**Activity**
Repeat the listing below in full, exactly as it stands.

**Task data**
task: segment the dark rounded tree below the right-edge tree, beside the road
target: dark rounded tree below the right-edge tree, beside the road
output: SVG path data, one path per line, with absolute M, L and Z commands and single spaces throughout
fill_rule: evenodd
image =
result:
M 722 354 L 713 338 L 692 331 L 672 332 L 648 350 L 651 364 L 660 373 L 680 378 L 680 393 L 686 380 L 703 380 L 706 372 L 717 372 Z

**Solution for this exercise**
task: segment the dark rounded tree below the right-edge tree, beside the road
target: dark rounded tree below the right-edge tree, beside the road
output: SVG path data, one path per line, with absolute M, L and Z commands and single spaces throughout
fill_rule: evenodd
image =
result:
M 722 354 L 713 338 L 692 331 L 672 332 L 648 350 L 651 364 L 660 373 L 680 378 L 680 393 L 686 380 L 703 380 L 706 372 L 717 372 Z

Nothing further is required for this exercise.